Posted at 5:27 PM, Apr 04, 2016
and last updated 2016-04-05 06:32:33-04

Protestors gathered outside the Erie County Holding Center Monday to protest the death of 27-year-old India Cummings.

After protesting outside the Holding Center, the group moved across Delaware Avenue to the Erie County Court Building. For a time, they blocked traffic, stopping a city parking enforcement vehicle. They then marched down Eagle Street to Franklin Street and the front of the Rath Building.

For a time, protestors blocked Franklin Street.

According to Lackawanna Police, officers were called to Knowlton Avenue last February because Cummings was acting in an irrational manner. When officers arrived, she fled and ran to South Park Avenue, where she flagged down a driver. She then yanked the 57-year-old man out of his vehicle and fled at a high rate of speed.

Police say she hit several cars, including a school bus from the Hamburg School District, then rear-ended a vehicle stopped at a red light at Rosary Avenue and Ridge Road.

Officers broke the vehicle’s window and take her into custody, though they say she was violent while being arrested. One officer injured his hand.

She was being held in the Erie County Holding Center on charges of second degree robbery, third degree criminal possession of stolen property, third degree grand larceny, reckless driving, reckless endangerment, second degree obstruction of governmental administration, second degree harassment and resisting arrest.

According to Matt Albert, the attorney representing the Cummings family, Cummings was taken to Buffalo General Hospital from the Holding Center in cardiac arrest. He says Cummings was severely dehydrated, had broken bones and was brain dead.

Albert says the Holding Center has not explained how those injuries occurred from the time of Cummings’ arrest to the time she was taken to the hospital.

Cummings' death is being investigated by the New York State Commission of Correction, however the agency says it is not technically an “in-custody” death because Cummings was released from custody at the hospital.

Regardless, according to a spokesperson, “the state Commission of Correction and its Medical Review Board still have the legal authority to investigate and report on the circumstances of the incident.”

A spokesperson for the Erie County Sheriff's Office told 7 Eyewitness News that due to pending litigation, the department has been instructed not to comment on the case.
______
# Try it:
Please answer these questions about the news report on the India Cummings protest.
(a) Where did protestors first gather on Monday?
(b) To which avenue did Cummings run after fleeing officers on Knowlton Avenue?
(c) Which agency is investigating Cummings' death?

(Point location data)
______
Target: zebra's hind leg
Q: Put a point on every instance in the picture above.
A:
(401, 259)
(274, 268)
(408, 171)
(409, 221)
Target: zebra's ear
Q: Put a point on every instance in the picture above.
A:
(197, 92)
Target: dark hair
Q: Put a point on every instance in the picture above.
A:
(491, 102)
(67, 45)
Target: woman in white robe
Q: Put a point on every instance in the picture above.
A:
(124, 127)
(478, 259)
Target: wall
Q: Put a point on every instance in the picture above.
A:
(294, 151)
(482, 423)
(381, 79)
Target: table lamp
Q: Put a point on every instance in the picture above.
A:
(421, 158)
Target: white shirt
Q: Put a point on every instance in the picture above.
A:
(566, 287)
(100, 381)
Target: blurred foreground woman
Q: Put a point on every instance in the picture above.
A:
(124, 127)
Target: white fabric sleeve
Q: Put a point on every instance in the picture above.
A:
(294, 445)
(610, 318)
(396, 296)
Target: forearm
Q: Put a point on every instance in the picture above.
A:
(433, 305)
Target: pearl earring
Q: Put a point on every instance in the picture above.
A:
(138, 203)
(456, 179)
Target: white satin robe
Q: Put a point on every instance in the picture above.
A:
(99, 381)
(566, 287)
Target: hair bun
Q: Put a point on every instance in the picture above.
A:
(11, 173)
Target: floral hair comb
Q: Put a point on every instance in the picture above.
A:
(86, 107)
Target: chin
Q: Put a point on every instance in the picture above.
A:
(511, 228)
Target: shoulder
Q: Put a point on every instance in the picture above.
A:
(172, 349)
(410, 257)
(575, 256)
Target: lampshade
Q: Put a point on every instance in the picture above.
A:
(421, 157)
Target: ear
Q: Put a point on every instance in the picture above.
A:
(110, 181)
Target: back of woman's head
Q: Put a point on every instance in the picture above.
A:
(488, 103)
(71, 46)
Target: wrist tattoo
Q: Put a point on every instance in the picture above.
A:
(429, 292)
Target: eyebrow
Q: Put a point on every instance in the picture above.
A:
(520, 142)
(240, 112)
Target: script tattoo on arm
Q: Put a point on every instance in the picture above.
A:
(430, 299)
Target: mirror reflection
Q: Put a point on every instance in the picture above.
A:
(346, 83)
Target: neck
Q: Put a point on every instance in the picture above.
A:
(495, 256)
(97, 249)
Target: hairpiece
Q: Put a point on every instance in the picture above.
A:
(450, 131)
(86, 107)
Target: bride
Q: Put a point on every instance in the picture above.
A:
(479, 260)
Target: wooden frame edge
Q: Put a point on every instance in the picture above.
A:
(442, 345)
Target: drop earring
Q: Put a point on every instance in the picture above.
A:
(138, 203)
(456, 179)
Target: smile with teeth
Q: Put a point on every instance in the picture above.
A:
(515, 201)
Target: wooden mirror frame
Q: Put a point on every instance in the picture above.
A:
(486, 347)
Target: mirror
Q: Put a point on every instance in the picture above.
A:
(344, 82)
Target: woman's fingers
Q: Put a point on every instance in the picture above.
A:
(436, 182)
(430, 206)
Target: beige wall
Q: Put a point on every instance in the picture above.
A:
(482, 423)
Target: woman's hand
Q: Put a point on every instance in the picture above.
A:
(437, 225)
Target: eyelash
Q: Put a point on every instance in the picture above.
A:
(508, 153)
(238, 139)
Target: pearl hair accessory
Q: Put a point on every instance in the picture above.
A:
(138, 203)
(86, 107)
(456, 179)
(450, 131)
______
# Result:
(a) Outside the Erie County Holding Center
(b) South Park Avenue
(c) The New York State Commission of Correction